TASK ITEM: Could each record be restated word for word?

━━ DATA EXTRACTS

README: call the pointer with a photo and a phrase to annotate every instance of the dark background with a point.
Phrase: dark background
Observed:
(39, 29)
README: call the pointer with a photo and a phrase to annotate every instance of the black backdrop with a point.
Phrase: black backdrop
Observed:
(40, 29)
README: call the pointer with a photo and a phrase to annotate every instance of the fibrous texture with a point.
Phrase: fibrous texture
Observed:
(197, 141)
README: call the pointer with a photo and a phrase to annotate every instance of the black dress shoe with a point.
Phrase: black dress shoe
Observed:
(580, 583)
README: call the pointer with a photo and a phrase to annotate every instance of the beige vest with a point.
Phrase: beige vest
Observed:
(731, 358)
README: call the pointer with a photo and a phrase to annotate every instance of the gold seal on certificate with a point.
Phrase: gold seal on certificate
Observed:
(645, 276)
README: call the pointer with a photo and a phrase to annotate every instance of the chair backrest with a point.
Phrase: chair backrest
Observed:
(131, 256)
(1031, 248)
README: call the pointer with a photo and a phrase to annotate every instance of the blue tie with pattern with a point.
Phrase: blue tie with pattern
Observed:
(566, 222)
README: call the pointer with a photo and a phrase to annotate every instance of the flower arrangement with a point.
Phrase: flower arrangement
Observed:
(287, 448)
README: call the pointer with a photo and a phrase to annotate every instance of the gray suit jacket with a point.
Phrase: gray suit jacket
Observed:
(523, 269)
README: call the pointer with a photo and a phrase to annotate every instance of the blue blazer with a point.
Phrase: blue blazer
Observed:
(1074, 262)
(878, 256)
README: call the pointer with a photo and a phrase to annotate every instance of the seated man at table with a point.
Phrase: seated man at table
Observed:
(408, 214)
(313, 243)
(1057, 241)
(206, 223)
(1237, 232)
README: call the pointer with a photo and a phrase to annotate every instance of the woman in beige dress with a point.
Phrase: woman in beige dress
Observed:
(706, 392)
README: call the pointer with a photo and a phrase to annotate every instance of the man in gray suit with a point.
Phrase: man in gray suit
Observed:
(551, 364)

━━━━

THE ANSWER:
README: call the pointer with a photo and a phrase to annotate every instance of the dark background with a point.
Phrase: dark background
Observed:
(39, 29)
README: call the pointer with a photo and a phrase to annotate every instance of the black backdrop with a point.
Phrase: black backdrop
Observed:
(40, 29)
README: call the pointer with a photo and a phrase to annotate every instance of the fibrous texture with a point.
Phrase: fibrous texture
Observed:
(197, 141)
README: call the pointer with a photo and a phrase to annotate every instance of the black dress shoe with a point.
Phrase: black dress shoe
Observed:
(580, 583)
README: call the pointer with a photo and a phrase to annotate every instance of the beige vest with a point.
Phrase: beige vest
Observed:
(731, 358)
README: call the pointer with a photo and a phrase to annotate every instance of the gold seal on certificate with a point.
Phrase: gold seal on certificate
Observed:
(645, 276)
README: call the pointer with a photo and a phrase to annotate every instance of the chair backrest with a point.
Phrase: chair backrest
Observed:
(131, 256)
(1031, 248)
README: call the pointer with a photo and a phrase to annotate every instance of the blue tie with pattern with a point.
Phrase: blue tie with pattern
Observed:
(566, 222)
README: call the pointer with a photo and a phrase to annotate every instance of the flower arrangement with a point.
Phrase: flower arrangement
Observed:
(287, 448)
README: call the pointer with a photo and a phrase to annotate every instance of the gray suit jacket with a point.
Phrase: gray suit jacket
Observed:
(523, 269)
README: call the pointer with a photo and a phrase to annotate every instance of the blue blazer with a point.
Phrase: blue blazer
Observed:
(1074, 262)
(878, 256)
README: call the pointer with a photo and a phrase to annotate every instance of the seated man at table with a point.
Phrase: seated man at table
Observed:
(408, 214)
(313, 243)
(1057, 241)
(206, 223)
(1237, 232)
README: call the pointer with a photo and a phrase to annotate every instance of the woman in beige dress with a point.
Phrase: woman in beige dress
Observed:
(706, 392)
README: call the pointer with a photo and a phrase to annotate every instance of the man in gray suit with a point.
Phrase: man in gray suit
Observed:
(551, 364)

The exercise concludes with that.